Short exercise :: Write out each line of the material again, word for word.

Input ::

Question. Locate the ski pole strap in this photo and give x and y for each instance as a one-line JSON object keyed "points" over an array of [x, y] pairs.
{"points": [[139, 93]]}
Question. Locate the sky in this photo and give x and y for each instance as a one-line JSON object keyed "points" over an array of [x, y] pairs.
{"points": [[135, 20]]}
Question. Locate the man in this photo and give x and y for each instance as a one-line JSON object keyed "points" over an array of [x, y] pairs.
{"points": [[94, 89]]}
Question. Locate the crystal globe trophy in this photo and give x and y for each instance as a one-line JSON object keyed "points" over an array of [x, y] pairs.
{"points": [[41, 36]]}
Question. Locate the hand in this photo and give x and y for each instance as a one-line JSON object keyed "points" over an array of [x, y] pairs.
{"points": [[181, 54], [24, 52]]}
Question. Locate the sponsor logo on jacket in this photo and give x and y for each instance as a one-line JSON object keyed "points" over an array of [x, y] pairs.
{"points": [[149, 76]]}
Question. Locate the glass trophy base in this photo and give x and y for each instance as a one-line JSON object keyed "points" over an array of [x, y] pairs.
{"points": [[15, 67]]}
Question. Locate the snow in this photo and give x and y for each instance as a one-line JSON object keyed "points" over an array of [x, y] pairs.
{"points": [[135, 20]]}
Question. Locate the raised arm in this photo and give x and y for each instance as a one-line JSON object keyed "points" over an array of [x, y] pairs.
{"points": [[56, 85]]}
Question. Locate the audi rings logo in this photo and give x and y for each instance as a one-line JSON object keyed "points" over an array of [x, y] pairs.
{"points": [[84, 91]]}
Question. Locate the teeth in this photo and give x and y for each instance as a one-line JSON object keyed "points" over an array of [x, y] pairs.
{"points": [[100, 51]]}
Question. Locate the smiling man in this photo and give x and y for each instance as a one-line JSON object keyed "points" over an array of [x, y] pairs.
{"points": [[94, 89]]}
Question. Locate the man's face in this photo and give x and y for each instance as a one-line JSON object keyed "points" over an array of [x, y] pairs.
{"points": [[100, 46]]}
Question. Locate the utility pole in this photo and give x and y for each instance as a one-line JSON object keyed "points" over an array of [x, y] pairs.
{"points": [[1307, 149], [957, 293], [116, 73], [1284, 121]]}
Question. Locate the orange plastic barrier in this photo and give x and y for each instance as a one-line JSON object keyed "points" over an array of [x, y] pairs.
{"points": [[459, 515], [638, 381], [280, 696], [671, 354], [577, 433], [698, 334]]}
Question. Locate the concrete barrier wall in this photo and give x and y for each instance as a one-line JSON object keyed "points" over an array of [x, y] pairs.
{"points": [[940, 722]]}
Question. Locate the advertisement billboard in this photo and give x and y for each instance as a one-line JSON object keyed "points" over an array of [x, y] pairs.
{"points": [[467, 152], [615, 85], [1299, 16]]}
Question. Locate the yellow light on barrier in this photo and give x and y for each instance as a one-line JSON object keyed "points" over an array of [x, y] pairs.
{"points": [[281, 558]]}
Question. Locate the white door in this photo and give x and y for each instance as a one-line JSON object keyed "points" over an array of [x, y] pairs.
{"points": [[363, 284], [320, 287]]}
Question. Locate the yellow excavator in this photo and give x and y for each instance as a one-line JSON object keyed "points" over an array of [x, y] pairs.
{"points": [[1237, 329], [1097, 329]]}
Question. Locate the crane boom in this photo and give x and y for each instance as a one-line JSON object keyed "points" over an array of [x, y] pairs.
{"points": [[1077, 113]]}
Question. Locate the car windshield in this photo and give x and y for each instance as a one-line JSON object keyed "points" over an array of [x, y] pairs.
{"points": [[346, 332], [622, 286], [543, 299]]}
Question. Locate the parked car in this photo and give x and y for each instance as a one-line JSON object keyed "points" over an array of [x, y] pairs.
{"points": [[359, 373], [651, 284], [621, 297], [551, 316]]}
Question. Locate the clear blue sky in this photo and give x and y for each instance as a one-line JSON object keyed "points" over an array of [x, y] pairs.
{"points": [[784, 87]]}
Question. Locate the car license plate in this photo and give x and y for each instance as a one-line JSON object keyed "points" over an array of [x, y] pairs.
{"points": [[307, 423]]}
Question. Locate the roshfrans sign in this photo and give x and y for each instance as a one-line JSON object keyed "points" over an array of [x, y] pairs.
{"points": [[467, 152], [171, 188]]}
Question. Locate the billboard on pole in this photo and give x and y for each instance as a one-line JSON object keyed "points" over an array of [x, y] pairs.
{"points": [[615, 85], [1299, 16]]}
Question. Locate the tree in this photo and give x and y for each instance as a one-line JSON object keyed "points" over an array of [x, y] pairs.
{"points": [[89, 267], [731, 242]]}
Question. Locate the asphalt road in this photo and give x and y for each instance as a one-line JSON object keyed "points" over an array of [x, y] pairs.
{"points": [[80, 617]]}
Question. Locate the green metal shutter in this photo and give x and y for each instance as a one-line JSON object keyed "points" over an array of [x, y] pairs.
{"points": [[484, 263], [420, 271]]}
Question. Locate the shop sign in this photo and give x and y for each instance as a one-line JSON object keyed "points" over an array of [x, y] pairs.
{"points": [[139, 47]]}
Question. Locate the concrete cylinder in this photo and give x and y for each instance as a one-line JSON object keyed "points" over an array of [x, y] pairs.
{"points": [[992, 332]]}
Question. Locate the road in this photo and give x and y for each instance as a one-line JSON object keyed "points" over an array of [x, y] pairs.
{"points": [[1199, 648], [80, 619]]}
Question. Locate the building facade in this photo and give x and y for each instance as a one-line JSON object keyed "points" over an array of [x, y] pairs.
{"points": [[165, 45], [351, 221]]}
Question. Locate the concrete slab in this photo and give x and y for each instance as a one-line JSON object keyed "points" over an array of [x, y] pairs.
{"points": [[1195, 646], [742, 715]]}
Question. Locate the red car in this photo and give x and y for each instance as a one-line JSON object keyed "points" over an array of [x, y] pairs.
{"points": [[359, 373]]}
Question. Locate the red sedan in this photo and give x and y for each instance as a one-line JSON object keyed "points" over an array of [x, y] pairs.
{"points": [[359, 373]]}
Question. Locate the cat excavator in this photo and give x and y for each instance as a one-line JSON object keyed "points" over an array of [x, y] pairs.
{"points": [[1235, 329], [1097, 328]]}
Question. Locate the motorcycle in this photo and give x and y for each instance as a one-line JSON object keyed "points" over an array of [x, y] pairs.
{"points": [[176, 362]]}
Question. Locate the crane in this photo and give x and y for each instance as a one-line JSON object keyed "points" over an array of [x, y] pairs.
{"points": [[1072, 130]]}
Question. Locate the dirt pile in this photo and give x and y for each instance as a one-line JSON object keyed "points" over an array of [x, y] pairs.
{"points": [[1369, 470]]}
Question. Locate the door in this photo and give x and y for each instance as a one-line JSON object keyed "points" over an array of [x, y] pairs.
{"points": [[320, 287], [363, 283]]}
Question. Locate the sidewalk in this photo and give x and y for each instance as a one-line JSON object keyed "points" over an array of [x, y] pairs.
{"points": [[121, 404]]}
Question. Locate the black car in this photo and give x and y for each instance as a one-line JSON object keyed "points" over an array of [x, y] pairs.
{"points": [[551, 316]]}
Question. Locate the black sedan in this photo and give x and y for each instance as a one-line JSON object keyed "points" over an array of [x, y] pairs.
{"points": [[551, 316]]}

Solution for this task ::
Question. Locate the ski pole strap in this photo and give x and y for each instance as a one-line JSON object keyed "points" over an array of [x, y] pairs.
{"points": [[139, 93]]}
Question. Locate the sky in this photo and give x and y for each instance as a one-line JSON object keyed "points" over an array of [x, y] pairs.
{"points": [[135, 20]]}
Question. Locate the man in this photo and give x and y for each instance as a one-line JSON object keyed "points" over an array of [x, y] pairs.
{"points": [[94, 89]]}
Question. Locate the crystal globe trophy in this photo and give x and y for each instance as a one-line JSON object keyed "points" over an array of [x, y] pairs.
{"points": [[41, 36]]}
Question. Locate the hand in this photo and give x and y for each instance as a one-line JSON object keyed "points" over an array of [x, y] pairs.
{"points": [[181, 54], [24, 52]]}
Question. Locate the sponsor logo on jacket in this photo and give x and y for each instance as a one-line JSON object keyed "points" over an array of [x, y] pairs.
{"points": [[149, 76]]}
Question. Locate the glass trophy base in this photo and give x and y for each instance as a one-line JSON object keyed "points" over an array of [x, y] pairs.
{"points": [[15, 67]]}
Question. Locate the snow in this photo and give x and y for each instance as a one-line JSON object keyed "points" over an array of [x, y] pairs.
{"points": [[135, 20]]}
Question. Locate the raised arm in this photo and give x and y for each instance as a one-line JSON object keyed "points" over an array of [x, y] pairs.
{"points": [[56, 85]]}
Question. Locate the audi rings logo in this photo and give x and y for each instance as a one-line JSON object keyed "points" over an array of [x, y] pairs.
{"points": [[84, 91]]}
Question. Locate the teeth in this photo and give x and y for each instance as a one-line JSON object keyed "points" over an array of [x, y] pairs.
{"points": [[100, 51]]}
Question. Locate the smiling man in this photo and give x and y for each instance as a one-line JSON object keyed "points" over an array of [x, y] pairs.
{"points": [[94, 89]]}
Question. Locate the man's face in this photo and give x and y for each instance as a one-line JSON object keyed "points" over an array of [x, y] pairs.
{"points": [[100, 46]]}
Question. Locate the utility pole in this photo and give x and y for each instance as a one-line JSON object keyed "points" over an array of [x, y] pairs.
{"points": [[1307, 149], [957, 293], [116, 73], [1284, 121]]}
Question. Locate the orange plastic barrier in this photo and give x and y for each instance as a one-line JSON object keyed "points" over an array of [x, y] pairs.
{"points": [[459, 515], [638, 381], [280, 696], [671, 354], [577, 433], [698, 334]]}
Question. Locate the concrete barrier wall in this photo and give x and y for each instance as a one-line JSON object keyed "points" over an array of [x, y] pairs.
{"points": [[940, 722]]}
Question. Locate the advertisement billboard in this photo and give x and y for each instance as a one-line JSON object keyed "points" over an array of [x, y] pairs.
{"points": [[467, 152], [615, 85], [1299, 16]]}
Question. Locate the yellow light on barrier in this photo and give x and y for each instance as a one-line JSON object keyed "points" over an array of [x, y] pairs.
{"points": [[281, 558]]}
Question. Locate the white door in this photo and give x and y for each instance as a one-line JSON object keyed "points" over an array of [x, y] pairs.
{"points": [[363, 284], [320, 287]]}
Question. Locate the yellow excavator in this photo and give x and y for each instance as a one-line JSON object keyed "points" over an array of [x, y] pairs.
{"points": [[1237, 329], [1097, 329]]}
Question. Locate the crane boom in this photo and give x and y for each instance as a one-line JSON object keyed "points" over an array of [x, y] pairs.
{"points": [[1077, 113]]}
Question. Locate the car windshield in this photo and give x and y for each instance as a one-line JSON object keyed "points" over an array of [x, y] pairs.
{"points": [[346, 332], [622, 286], [543, 299]]}
Question. Locate the parked car in this photo and give x and y for each instance as a one-line JSON object keyed "points" over an array of [x, y] pairs.
{"points": [[359, 373], [651, 284], [621, 297], [551, 316]]}
Question. Locate the clear blue sky in this photo and give x and y for each instance as a one-line JSON object keyed "points" over an array of [x, y] pairs.
{"points": [[784, 87]]}
Question. Locate the car license plate in this photo and give x and y for each instance as a one-line JSON object keyed "points" over an array of [x, y] pairs.
{"points": [[307, 423]]}
Question. Locate the roshfrans sign in this photo and give x and y for each instance as a one-line JSON object keyed "points" over an array of [x, y] pairs.
{"points": [[467, 152], [171, 188]]}
Question. Locate the billboard on pole in this photo and give x and y for each instance as a one-line JSON object keyed "points" over an array of [x, y] pairs.
{"points": [[615, 85], [1299, 16]]}
Question. Locate the tree in this photo and give x and y for each instance as a one-line JSON object keyed "points" over an array of [x, y] pairs.
{"points": [[89, 267], [731, 242]]}
Question. Locate the asphalt road in this photo and give x and y for each instance as a one-line JSON object keyed "points" over an array of [x, y] pairs.
{"points": [[80, 617]]}
Question. Locate the green metal shutter in this photo and give x and y for each instance as a one-line JSON object keyed "points" over an array of [x, y] pairs.
{"points": [[484, 263], [420, 271]]}
Question. Locate the shop sign in this photo and give x and y for each instance as a one-line JSON object keyed "points" over an array of [x, y] pairs.
{"points": [[139, 47]]}
Question. Locate the concrete cylinder in this photo and give x and y for each instance as a one-line JSON object keyed "points" over an array of [x, y] pairs.
{"points": [[992, 332]]}
Question. Locate the road in this photo and give x and y for each instance as a one-line JSON object keyed "points" over an array of [x, y] pairs.
{"points": [[1199, 648], [80, 619]]}
Question. Locate the building facade in this photo and give x and y for each instance as a one-line JSON object keyed "points" over an array of [x, y] pairs.
{"points": [[165, 45], [351, 221]]}
Question. Locate the concrete slab in this photo and give x and y for each instance as a one-line JSON object keyed "points" over an array of [x, y] pairs.
{"points": [[1195, 646], [742, 715]]}
Question. Locate the red car in this photo and give x and y for each instance as a one-line JSON object keyed "points" over an array of [x, y] pairs.
{"points": [[359, 373]]}
Question. Locate the red sedan in this photo and give x and y for each instance as a one-line JSON object keyed "points" over an array of [x, y] pairs.
{"points": [[359, 373]]}
Question. Locate the cat excavator in this photo and give x and y for each instance as a one-line JSON object keyed "points" over an array of [x, y] pairs.
{"points": [[1235, 329], [1097, 328]]}
Question. Locate the motorcycle in this photo and give x and y for each instance as a one-line JSON object keyed "points" over an array of [x, y] pairs.
{"points": [[176, 362]]}
Question. Locate the crane in this photo and give x and y for each instance as a one-line JSON object keyed "points" over an array of [x, y] pairs.
{"points": [[1072, 130]]}
Question. Locate the dirt pile in this photo and give x and y for each instance as a one-line JSON object keyed "points" over an array of [x, y] pairs.
{"points": [[1369, 470]]}
Question. Locate the door in this photo and give x and y for each instance as a one-line JSON object keyed "points" over an array of [x, y] pairs.
{"points": [[320, 287], [363, 283]]}
Question. Locate the sidewalk in this photo and give x and y for each instance as a one-line JSON object keyed "points" over an array of [x, y] pairs.
{"points": [[121, 404]]}
Question. Locate the black car in this photo and give x and y for each instance as a one-line JSON object keyed "points" over an array of [x, y] pairs.
{"points": [[551, 316]]}
Question. Locate the black sedan in this photo and give x and y for each instance as a one-line JSON object keyed "points" over an array of [x, y] pairs.
{"points": [[551, 316]]}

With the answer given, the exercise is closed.